Give back every record below, character for character.

INFORMATION GIVEN below:

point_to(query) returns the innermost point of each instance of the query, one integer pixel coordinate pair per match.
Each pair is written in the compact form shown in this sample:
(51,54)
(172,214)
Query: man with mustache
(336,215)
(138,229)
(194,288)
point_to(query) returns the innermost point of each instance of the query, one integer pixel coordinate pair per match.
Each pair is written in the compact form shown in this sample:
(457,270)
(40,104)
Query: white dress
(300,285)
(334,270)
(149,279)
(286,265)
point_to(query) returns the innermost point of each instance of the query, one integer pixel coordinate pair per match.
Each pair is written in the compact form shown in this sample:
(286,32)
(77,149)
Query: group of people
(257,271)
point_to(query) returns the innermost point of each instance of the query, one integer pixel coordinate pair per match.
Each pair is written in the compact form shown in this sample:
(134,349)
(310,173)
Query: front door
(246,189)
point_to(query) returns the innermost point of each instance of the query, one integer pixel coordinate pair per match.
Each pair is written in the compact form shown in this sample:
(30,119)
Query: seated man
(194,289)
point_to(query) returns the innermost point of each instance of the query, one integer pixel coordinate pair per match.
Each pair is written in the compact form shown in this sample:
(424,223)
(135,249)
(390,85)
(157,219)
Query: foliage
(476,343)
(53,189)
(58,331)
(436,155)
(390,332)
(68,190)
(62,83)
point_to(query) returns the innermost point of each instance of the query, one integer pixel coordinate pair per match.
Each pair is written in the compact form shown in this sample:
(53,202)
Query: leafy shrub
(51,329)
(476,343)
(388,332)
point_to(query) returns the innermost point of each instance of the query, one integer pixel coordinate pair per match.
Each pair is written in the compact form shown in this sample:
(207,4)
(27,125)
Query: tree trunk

End of INFORMATION GIVEN.

== YOUR SOLUTION ==
point_to(query) returns the innermost point of each instance of the query, one integer pixel coordinate pair per match.
Each pair is written in the compact form shown in this sample:
(51,54)
(172,214)
Query: man with mustache
(336,215)
(138,229)
(194,288)
point_to(query) returns the innermost point of each instance of the query, one integer pixel coordinate pair per match.
Each pair is written in the compact form shown in this sample:
(457,270)
(40,104)
Query: white dress
(300,285)
(334,270)
(149,279)
(286,265)
point_to(query) returns the innermost point of each instance of the query, one integer pixel coordinate pair per match.
Each pair is written in the compact form shown in this sample:
(286,32)
(77,149)
Query: group of people
(257,271)
point_to(query) returns the innermost point of each instance of the query, one integer pixel coordinate pair per match.
Each pair is written in the compact form shown in this sample:
(134,349)
(310,173)
Query: front door
(246,189)
point_to(query) returns the innermost point of each instance of the query, one integer pixel coordinate pair per match.
Each pair is written in the compact form shown in this sample:
(30,119)
Query: seated man
(194,289)
point_to(query) returns the innermost point of each instance of the query, one integer pixel coordinate pair per match.
Each pair is written in the compact form shown in this sample:
(424,223)
(135,249)
(390,85)
(157,219)
Query: foliage
(476,343)
(53,189)
(58,331)
(436,155)
(390,332)
(68,190)
(62,83)
point_to(query) returns the innermost point of each instance of the query, one integer pixel coordinate pair per match.
Each pair is written in the compact form shown in this sample:
(53,202)
Query: leafy shrub
(51,329)
(476,343)
(388,332)
point_to(query) returns the innermost point of each instance of the query, one integer pixel coordinate pair per match.
Each pair is written in the compact form shown in this sample:
(207,4)
(27,125)
Query: tree trunk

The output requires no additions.